■ Source text:
Camera On or Camera Off? The Real Leadership Question Is: Why
We keep arguing about “camera on versus camera off” at work, or even in personal group calls as if
it’s a politeness or etiquette issue.
Teaching online cohorts has made this very clear to me. What looks like a simple setting is actually
about trust, attention, and leadership in a digital world.
I have taught to black screens where, except for mine, all 25-30 cameras were off. I’ve also spoken
to 40-50 voices online at a time, with no faces.
When cameras are on, you can read the room, even on a screen. You see agreement, confusion,
curiosity, and resistance. You adjust your pace. You change your tone. Teaching becomes a twoway
experience.
When cameras are off, that loop breaks. You keep talking, but you do not know how it is landing. It
starts to feel like broadcasting instead of connecting.
Plus, when an entire cohort chooses to stay invisible, it’s honestly hard for me, as a leadership
development trainer, to keep my energy up for hours. And it feels lonelier than I care to admit.
I felt the same thing during the pandemic in a very different setting. Family gatherings on Zoom
became our lifelines. Those calls mattered. And yet, when cameras stayed off, something felt
missing. We were together, but not quite present. Hearing voices without seeing faces made the
distance feel larger, not smaller.

■ Supplied data:

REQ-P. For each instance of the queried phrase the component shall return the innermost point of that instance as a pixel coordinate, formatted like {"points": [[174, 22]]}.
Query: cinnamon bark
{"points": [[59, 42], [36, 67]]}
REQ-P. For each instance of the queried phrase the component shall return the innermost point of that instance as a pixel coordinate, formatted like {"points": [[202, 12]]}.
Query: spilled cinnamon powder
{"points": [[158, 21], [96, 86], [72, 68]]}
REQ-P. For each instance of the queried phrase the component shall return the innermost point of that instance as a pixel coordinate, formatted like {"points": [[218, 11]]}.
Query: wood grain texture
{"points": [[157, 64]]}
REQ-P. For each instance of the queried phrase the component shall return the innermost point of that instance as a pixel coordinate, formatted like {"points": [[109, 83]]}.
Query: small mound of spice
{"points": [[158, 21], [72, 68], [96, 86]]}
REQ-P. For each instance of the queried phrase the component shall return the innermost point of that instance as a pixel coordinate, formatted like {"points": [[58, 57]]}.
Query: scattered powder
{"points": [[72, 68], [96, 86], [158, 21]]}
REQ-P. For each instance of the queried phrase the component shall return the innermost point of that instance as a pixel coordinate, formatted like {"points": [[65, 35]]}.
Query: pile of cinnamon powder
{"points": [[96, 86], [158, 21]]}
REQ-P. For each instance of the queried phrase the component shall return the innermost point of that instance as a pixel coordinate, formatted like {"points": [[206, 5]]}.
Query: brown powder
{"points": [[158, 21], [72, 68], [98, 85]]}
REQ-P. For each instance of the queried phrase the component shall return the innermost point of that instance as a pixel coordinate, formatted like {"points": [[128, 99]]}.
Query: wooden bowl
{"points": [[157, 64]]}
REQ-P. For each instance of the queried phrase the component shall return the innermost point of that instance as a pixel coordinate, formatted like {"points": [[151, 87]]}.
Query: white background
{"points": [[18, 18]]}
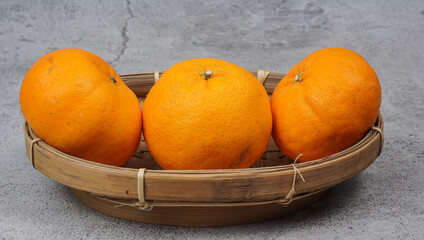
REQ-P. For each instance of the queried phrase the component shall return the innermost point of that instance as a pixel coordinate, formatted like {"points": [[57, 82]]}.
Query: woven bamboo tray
{"points": [[142, 191]]}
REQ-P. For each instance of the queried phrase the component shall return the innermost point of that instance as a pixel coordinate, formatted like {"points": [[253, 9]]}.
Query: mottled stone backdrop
{"points": [[383, 202]]}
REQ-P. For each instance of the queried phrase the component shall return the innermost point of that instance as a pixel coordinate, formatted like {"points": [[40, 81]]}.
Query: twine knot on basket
{"points": [[289, 197], [141, 204]]}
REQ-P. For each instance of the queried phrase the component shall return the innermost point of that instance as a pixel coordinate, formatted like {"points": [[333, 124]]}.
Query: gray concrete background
{"points": [[383, 202]]}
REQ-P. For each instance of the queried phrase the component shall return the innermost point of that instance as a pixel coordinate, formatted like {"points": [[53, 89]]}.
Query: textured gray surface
{"points": [[383, 202]]}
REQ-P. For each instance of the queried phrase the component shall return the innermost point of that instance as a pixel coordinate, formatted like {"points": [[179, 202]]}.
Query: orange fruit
{"points": [[207, 114], [325, 104], [77, 103]]}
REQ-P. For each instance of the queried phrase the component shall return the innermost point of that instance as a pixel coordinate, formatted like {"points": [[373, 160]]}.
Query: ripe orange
{"points": [[196, 119], [325, 104], [77, 103]]}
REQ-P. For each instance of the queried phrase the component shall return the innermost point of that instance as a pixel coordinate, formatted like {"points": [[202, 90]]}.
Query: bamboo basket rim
{"points": [[213, 175], [31, 135]]}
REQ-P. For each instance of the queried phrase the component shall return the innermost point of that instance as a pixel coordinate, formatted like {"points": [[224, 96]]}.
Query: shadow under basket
{"points": [[141, 191]]}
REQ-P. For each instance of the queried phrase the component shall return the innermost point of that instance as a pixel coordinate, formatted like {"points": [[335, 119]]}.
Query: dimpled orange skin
{"points": [[330, 109], [70, 100], [193, 123]]}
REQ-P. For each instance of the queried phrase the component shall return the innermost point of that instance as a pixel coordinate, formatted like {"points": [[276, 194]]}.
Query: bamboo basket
{"points": [[142, 191]]}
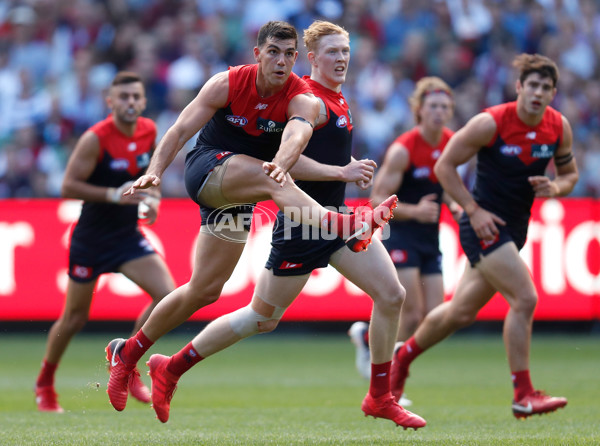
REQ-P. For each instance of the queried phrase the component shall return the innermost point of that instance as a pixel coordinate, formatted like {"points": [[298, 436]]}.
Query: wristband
{"points": [[113, 195]]}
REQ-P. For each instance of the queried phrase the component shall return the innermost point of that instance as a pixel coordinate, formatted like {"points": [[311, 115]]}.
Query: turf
{"points": [[302, 389]]}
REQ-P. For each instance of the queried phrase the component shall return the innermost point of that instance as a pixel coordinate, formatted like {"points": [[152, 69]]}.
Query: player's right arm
{"points": [[463, 145], [194, 116], [80, 167], [388, 181]]}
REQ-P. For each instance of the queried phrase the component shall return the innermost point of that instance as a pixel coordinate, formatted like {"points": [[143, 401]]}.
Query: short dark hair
{"points": [[536, 63], [278, 30], [125, 77]]}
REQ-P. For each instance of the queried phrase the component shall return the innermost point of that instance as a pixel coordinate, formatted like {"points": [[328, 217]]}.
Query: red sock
{"points": [[380, 379], [337, 223], [522, 384], [46, 376], [409, 351], [184, 360], [135, 347]]}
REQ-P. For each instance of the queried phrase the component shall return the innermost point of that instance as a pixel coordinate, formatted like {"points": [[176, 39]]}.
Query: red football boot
{"points": [[118, 383], [164, 384], [537, 403], [386, 407], [137, 388]]}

■ The problem: Continue the essay about keeping cameras on or off during online calls, picking up after its last sentence.

■ Result:
I believe that cameras on is really about presence, trust, and how intentional we choose to be in
the way we show up for others in different formats.
While I choose to enforce “cameras on” as a personal preference or meeting norm, I have learnt
that there is more to it than meets the eye (pun intended).
There is solid research that outlines why this is not a black-and-white decision. “Cameras on” is
not the most effective choice for every situation.
A 2020 Harvard Business Review article by Amy Edmondson and Gene Daley claims, in simple
terms, that more video does not automatically mean better connection. It goes on to explain that
seeing faces does increase engagement, but only when used thoughtfully. Too many faces, busy
backgrounds, or poor connectivity can actually tire our brains and make it harder to read social
cues.
Their advice is practical. Leaders should design how video is used instead of leaving it to chance.
When one person is speaking, letting them be the main visual focus helps everyone else stay
engaged. And in moments that need reflection or empathy, audio-only conversations can
sometimes work better.
They also point out something many people quietly struggle with. Constantly seeing yourself on
screen can make you self-conscious and less willing to speak up.
Turning off self-view can help, just as we do not sit in front of mirrors during in-person
conversations.
At the same time, large-scale data tells another part of the story.
A Zoom study conducted with Morning Consult found that having video on often improves
engagement, productivity, trust, and openness. People feel more comfortable sharing ideas and
having difficult conversations. Many also believe that being visible improves how their managers
and colleagues perceive them. Most professionals expect video to remain a big part of how we
work going forward.
But here is the important balance.
Seventy-one percent of people in the same study said some video meetings should have been a
chat or an email instead.
That is food for thought.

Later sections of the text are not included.